Your instructions: Report every line below that contains the word "crowd", copying each such line in full.

+++ Information supplied

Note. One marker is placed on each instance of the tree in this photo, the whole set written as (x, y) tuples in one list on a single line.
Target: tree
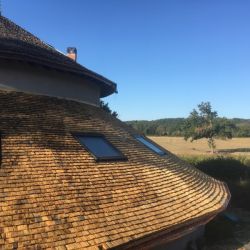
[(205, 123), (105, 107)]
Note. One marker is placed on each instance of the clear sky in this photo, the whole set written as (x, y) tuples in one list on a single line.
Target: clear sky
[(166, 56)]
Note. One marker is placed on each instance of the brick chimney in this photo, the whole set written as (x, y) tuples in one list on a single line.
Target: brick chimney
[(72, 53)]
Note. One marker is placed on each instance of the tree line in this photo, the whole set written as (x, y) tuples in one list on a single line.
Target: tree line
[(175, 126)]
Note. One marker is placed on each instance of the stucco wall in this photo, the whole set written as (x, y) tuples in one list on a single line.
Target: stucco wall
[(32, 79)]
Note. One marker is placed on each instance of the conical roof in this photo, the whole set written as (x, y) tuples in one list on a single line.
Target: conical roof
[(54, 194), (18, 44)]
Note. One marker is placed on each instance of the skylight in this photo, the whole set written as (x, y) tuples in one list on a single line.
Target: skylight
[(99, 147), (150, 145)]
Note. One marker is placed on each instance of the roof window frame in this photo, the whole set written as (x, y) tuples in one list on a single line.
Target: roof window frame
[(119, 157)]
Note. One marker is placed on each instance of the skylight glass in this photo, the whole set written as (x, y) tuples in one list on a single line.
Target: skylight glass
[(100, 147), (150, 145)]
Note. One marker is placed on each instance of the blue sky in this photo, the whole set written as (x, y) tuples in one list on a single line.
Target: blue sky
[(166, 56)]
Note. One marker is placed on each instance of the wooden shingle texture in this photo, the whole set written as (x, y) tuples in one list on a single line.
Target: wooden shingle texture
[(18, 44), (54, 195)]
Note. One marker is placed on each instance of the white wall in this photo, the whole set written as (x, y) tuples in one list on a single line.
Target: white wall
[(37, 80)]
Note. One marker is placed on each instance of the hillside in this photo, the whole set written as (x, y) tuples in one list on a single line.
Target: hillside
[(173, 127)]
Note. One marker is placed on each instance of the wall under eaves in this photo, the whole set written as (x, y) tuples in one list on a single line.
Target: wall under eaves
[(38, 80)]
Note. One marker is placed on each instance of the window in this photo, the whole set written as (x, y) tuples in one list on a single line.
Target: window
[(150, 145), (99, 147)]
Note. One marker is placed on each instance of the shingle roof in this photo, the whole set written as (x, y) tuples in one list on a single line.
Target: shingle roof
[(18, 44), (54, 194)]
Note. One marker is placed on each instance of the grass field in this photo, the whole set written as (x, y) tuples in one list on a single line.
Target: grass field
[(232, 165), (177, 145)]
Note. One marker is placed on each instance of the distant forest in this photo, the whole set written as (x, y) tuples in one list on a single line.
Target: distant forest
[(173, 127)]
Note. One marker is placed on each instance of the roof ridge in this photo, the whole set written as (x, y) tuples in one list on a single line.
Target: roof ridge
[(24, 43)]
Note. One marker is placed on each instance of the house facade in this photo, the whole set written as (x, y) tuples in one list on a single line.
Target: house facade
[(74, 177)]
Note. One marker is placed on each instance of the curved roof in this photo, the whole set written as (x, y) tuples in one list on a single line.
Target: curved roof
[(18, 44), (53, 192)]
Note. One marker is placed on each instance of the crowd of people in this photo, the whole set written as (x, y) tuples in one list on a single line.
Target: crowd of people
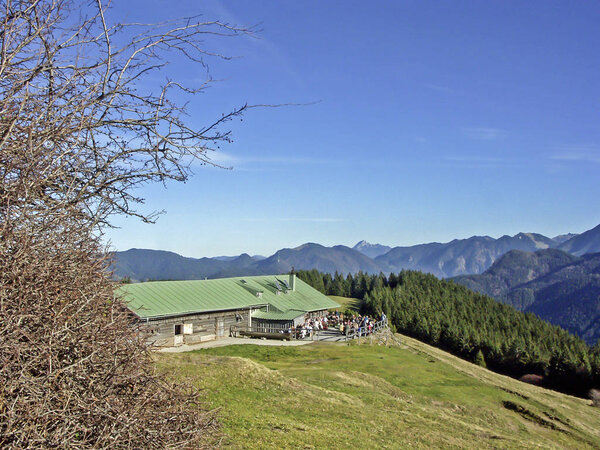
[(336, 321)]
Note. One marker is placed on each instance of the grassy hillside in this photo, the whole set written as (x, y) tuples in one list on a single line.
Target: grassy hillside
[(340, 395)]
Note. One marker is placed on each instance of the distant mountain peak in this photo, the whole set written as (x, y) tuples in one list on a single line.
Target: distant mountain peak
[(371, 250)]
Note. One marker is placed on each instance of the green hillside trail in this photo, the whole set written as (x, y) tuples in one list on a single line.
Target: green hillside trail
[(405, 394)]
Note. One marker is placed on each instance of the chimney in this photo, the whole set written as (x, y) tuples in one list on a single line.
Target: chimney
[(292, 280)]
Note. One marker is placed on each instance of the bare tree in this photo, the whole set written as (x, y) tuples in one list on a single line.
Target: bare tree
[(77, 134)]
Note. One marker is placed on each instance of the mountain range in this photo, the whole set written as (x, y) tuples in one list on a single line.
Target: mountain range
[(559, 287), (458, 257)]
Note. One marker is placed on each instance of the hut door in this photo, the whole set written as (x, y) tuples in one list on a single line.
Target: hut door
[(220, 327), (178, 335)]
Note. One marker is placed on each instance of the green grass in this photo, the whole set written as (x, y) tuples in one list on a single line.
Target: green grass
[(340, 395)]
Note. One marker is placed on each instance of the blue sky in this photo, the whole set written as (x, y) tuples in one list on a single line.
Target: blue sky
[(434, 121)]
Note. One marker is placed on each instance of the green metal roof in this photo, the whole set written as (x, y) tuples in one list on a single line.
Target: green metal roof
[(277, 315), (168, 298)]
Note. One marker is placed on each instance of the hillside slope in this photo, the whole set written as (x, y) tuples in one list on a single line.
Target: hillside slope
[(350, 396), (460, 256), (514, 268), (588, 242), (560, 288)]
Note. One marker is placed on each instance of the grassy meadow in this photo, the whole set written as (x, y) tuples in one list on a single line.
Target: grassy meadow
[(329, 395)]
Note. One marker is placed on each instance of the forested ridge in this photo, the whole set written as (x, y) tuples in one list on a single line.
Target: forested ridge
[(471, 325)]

++++++
+++ Information supplied

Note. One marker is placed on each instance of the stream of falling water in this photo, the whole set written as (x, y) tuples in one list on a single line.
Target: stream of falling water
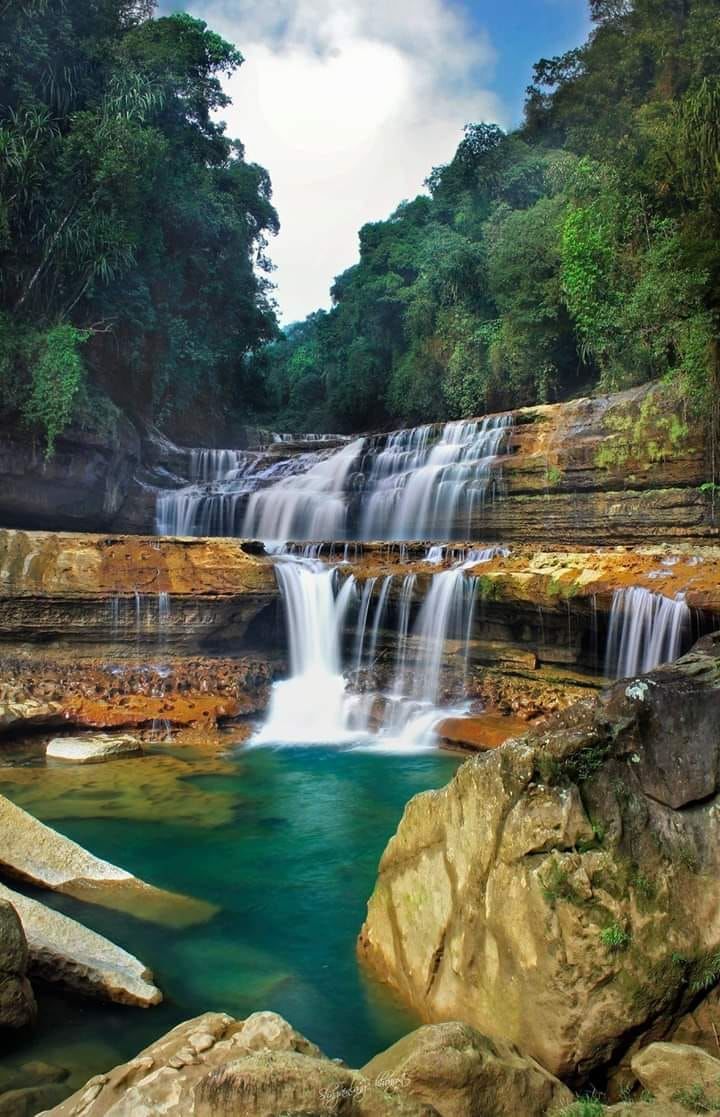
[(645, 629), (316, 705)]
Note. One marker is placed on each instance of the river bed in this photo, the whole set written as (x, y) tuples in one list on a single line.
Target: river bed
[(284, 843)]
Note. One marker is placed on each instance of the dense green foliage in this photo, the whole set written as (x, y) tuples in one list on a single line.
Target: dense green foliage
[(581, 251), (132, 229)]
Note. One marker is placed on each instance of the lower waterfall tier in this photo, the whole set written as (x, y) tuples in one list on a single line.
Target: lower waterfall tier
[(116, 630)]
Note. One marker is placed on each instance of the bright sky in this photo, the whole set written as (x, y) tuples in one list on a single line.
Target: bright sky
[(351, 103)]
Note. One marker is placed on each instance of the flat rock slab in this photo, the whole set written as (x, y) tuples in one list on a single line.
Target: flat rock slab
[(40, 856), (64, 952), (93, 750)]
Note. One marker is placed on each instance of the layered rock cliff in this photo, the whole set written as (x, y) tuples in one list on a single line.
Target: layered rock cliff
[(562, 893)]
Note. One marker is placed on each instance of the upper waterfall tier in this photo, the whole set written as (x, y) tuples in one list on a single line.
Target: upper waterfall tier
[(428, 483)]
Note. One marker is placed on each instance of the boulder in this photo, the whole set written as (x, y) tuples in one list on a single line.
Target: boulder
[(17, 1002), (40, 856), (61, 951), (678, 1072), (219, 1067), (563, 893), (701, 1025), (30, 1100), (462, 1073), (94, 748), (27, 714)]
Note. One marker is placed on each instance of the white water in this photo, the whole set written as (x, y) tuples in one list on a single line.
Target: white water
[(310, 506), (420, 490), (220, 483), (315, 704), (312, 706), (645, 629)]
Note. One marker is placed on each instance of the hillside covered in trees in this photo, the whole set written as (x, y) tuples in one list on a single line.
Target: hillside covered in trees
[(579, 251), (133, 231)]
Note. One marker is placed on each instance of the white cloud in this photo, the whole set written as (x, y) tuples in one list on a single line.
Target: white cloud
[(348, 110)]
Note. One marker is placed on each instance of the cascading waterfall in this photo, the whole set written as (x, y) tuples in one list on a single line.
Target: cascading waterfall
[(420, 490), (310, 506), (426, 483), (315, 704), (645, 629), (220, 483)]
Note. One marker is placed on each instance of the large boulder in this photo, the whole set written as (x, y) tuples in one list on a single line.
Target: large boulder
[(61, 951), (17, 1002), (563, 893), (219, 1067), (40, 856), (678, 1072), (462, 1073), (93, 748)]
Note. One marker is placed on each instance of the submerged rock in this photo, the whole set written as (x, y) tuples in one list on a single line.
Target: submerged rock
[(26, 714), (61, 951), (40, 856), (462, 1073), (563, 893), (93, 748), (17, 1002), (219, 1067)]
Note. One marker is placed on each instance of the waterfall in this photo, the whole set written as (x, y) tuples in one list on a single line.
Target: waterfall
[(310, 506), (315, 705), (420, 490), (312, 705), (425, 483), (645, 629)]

++++++

Response to the exercise:
Note. One marker is placed on each instance of the crowd of people in this photo, the whole set written as (x, y) tuples in one list on a single line.
Target: crowd of people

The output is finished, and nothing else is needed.